Begin

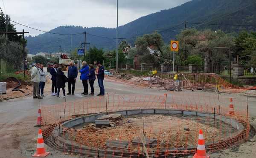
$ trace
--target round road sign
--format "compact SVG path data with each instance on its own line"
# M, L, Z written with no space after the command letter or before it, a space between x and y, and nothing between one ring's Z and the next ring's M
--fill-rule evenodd
M177 43L175 42L172 43L172 49L177 49L177 47L178 47L178 45L177 44Z

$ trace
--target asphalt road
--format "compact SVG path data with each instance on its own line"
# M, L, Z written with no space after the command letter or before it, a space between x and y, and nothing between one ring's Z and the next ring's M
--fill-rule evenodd
M120 95L153 95L163 96L166 91L152 89L145 89L137 86L129 85L121 82L105 80L105 93L111 93ZM99 92L97 83L95 82L95 94ZM78 80L76 83L75 95L69 95L67 101L72 101L81 98L96 97L85 96L80 94L83 91L81 82ZM67 91L67 86L66 88ZM89 88L89 92L90 90ZM62 92L61 92L62 95ZM198 95L198 98L194 98L195 101L201 100L204 96L214 95L213 92L204 91L188 91L182 92L175 92L177 96L180 95L181 102L182 98L192 97ZM50 106L63 102L63 98L57 98L56 97L50 95L50 92L47 92L47 96L43 99L33 99L32 96L15 99L0 102L0 158L28 158L31 157L36 148L36 140L38 127L34 126L36 123L37 112L39 101L41 105ZM193 95L191 95L191 94ZM195 95L196 94L196 95ZM236 101L241 103L241 107L244 108L246 102L246 97L237 94L222 94L221 97L226 98L227 102L228 98L233 97L236 98ZM189 97L190 96L190 97ZM204 98L207 100L207 98ZM214 102L217 102L215 99ZM171 96L169 97L167 102L172 101ZM249 98L249 108L250 115L256 118L256 98ZM243 104L243 105L242 105ZM239 105L239 106L240 105ZM48 158L77 158L78 156L66 155L65 153L56 151L46 147L47 150L51 152Z

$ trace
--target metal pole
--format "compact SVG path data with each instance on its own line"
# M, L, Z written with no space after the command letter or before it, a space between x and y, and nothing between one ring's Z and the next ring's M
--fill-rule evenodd
M25 39L24 38L24 29L22 30L23 36L23 71L24 72L24 78L25 78Z
M86 54L86 32L84 32L84 60L85 60L85 55Z
M118 72L118 0L116 0L116 72Z
M174 55L174 51L173 51L173 72L174 72L174 62L175 61L175 55Z
M73 58L73 43L72 43L72 35L70 34L71 36L71 59Z
M231 51L229 49L230 51L230 82L231 82Z

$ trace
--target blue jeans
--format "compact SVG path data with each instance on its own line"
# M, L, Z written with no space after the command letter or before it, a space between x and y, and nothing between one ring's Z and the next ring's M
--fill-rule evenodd
M41 92L41 95L44 94L44 88L45 85L45 82L40 82L39 83L39 93Z
M101 95L105 95L105 89L103 85L103 80L102 79L98 79L98 83L99 87L99 94Z

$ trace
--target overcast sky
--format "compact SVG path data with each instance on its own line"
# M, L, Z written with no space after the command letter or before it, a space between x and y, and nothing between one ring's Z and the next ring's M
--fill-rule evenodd
M119 26L191 0L119 0ZM3 0L0 6L11 20L48 31L60 26L116 27L116 0ZM42 33L16 25L17 31Z

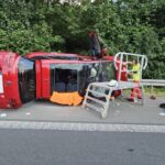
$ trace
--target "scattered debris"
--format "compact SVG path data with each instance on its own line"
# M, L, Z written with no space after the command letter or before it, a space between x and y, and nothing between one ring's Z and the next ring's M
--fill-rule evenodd
M165 103L161 103L160 108L164 108L165 109Z
M6 118L7 114L6 114L6 113L1 113L0 117L1 117L1 118Z

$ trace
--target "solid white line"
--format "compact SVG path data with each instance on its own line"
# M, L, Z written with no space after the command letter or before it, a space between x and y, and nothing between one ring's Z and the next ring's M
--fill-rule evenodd
M165 133L165 125L0 121L0 129Z

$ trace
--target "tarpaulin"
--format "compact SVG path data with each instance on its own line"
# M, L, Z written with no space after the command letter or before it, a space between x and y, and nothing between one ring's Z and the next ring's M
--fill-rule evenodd
M52 102L56 102L61 105L78 106L81 102L82 97L79 96L77 91L74 92L54 91L50 100Z

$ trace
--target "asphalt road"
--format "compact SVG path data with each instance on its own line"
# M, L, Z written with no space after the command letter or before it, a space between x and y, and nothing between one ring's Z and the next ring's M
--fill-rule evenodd
M0 165L164 164L164 133L0 129Z

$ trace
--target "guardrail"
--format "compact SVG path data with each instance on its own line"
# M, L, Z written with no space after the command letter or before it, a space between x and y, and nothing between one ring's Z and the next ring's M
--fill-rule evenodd
M142 79L141 84L143 86L165 87L165 80L163 79Z
M141 84L143 86L165 87L164 79L142 79Z

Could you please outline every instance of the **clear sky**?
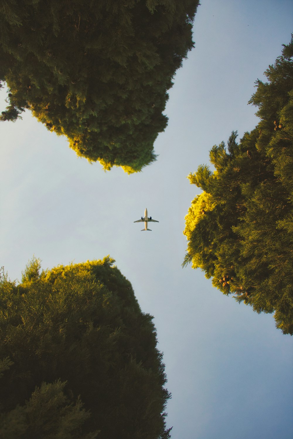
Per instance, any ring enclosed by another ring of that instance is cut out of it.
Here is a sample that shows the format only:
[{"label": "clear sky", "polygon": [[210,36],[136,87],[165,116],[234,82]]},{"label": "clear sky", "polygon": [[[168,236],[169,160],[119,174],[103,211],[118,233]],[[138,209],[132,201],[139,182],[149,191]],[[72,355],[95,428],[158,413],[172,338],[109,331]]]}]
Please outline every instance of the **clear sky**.
[{"label": "clear sky", "polygon": [[[155,144],[157,161],[128,176],[78,158],[26,112],[0,125],[0,265],[21,277],[35,255],[44,269],[109,254],[155,317],[172,393],[173,439],[292,439],[292,338],[214,288],[189,266],[182,234],[199,193],[186,176],[213,145],[257,123],[247,105],[293,31],[289,0],[202,0],[195,47],[178,71]],[[0,94],[0,111],[5,106]],[[141,233],[135,220],[159,221]]]}]

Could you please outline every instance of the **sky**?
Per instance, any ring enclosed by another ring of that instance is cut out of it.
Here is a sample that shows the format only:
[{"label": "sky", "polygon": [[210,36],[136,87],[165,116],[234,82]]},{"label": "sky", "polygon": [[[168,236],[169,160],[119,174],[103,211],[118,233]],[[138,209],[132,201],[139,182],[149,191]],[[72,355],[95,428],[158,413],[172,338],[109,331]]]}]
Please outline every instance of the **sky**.
[{"label": "sky", "polygon": [[[110,254],[154,316],[172,398],[173,439],[291,439],[292,338],[181,266],[184,217],[200,193],[186,176],[209,151],[253,129],[254,82],[293,30],[287,0],[202,0],[195,48],[177,71],[155,143],[157,161],[127,175],[78,158],[29,112],[0,125],[0,265],[21,278],[34,255],[44,269]],[[6,106],[0,93],[0,111]],[[134,221],[159,221],[151,234]]]}]

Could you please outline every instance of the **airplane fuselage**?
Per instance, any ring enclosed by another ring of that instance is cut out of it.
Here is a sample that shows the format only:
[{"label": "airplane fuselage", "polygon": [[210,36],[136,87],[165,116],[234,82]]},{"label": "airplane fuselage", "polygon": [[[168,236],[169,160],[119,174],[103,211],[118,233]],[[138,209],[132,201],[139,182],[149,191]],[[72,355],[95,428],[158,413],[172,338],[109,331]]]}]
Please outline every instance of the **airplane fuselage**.
[{"label": "airplane fuselage", "polygon": [[145,211],[145,230],[148,230],[148,209],[146,207]]},{"label": "airplane fuselage", "polygon": [[156,220],[152,219],[151,216],[150,216],[150,217],[148,218],[148,209],[146,207],[145,210],[145,217],[144,218],[143,216],[141,216],[140,220],[137,220],[137,221],[134,221],[134,223],[141,223],[141,222],[144,223],[145,228],[143,229],[141,231],[143,232],[145,230],[149,230],[150,232],[151,232],[152,229],[148,229],[148,223],[151,221],[152,223],[159,223],[159,221],[157,221]]}]

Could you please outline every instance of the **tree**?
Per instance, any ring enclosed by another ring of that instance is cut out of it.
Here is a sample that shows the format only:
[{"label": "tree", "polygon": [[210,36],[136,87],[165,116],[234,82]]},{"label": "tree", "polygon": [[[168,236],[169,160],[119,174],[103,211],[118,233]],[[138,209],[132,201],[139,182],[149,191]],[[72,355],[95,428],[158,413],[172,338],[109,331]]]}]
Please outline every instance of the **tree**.
[{"label": "tree", "polygon": [[0,432],[11,424],[22,439],[170,437],[152,317],[114,260],[26,276],[36,261],[22,283],[0,284]]},{"label": "tree", "polygon": [[260,121],[210,151],[215,170],[188,176],[203,190],[192,202],[183,266],[200,268],[224,294],[257,313],[275,311],[293,334],[293,40],[259,79],[250,103]]},{"label": "tree", "polygon": [[153,144],[175,72],[194,46],[199,0],[4,1],[0,7],[2,120],[25,108],[104,169],[130,173]]}]

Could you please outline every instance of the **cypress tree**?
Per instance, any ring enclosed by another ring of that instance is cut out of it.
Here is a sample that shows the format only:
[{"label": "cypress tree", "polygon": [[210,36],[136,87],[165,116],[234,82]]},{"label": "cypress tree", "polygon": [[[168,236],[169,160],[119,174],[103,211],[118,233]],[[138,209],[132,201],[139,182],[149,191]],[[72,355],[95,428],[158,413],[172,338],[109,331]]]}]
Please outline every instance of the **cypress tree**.
[{"label": "cypress tree", "polygon": [[114,262],[40,273],[34,258],[19,285],[2,279],[2,437],[170,437],[152,317]]},{"label": "cypress tree", "polygon": [[182,264],[199,267],[224,294],[257,313],[275,312],[293,334],[293,40],[259,80],[250,103],[257,126],[213,147],[215,170],[188,176],[203,189],[185,217]]},{"label": "cypress tree", "polygon": [[4,1],[0,83],[78,155],[129,173],[156,159],[167,90],[193,47],[198,0]]}]

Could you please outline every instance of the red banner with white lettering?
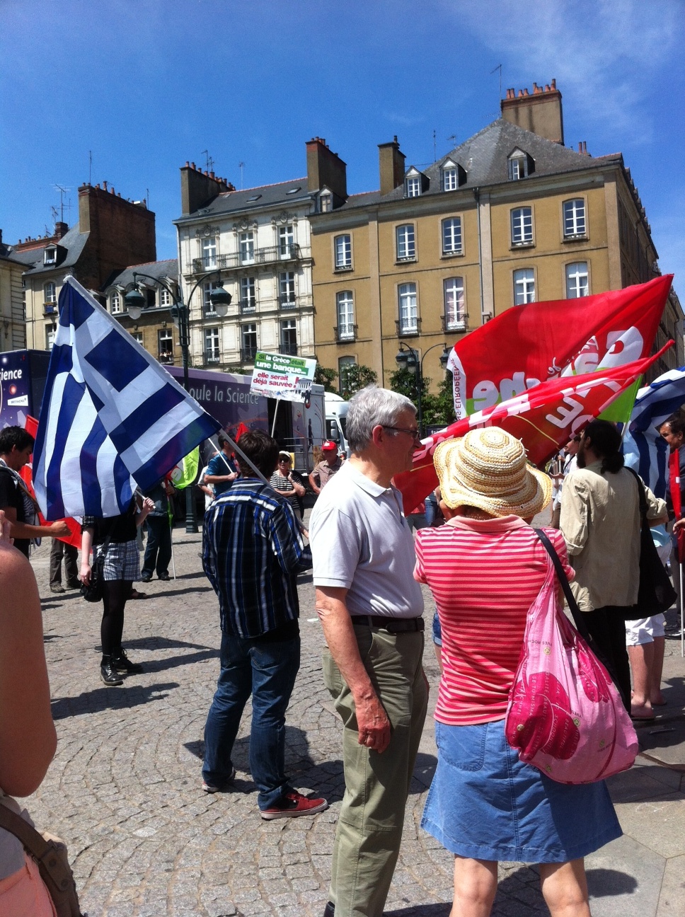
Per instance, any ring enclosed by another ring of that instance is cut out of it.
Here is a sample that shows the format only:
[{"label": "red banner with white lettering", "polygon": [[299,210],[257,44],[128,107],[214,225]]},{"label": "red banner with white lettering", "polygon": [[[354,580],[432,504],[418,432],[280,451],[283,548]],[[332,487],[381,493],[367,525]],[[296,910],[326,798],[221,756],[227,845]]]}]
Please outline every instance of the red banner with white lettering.
[{"label": "red banner with white lettering", "polygon": [[605,372],[588,372],[542,382],[530,392],[478,411],[427,436],[414,454],[412,470],[394,477],[394,485],[402,492],[405,514],[437,487],[433,453],[444,439],[463,436],[477,426],[501,426],[523,442],[529,461],[543,466],[571,436],[605,411],[672,344],[670,341],[653,357]]},{"label": "red banner with white lettering", "polygon": [[[456,417],[494,407],[550,379],[646,357],[672,278],[666,274],[624,290],[514,306],[476,328],[455,345],[447,363]],[[629,414],[630,406],[625,419]]]}]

End

- Work to complete -
Which lines of the material contain the word "asphalt"? Copy each of those lines out in full.

- Solution to the problem -
--target asphalt road
--target "asphalt road"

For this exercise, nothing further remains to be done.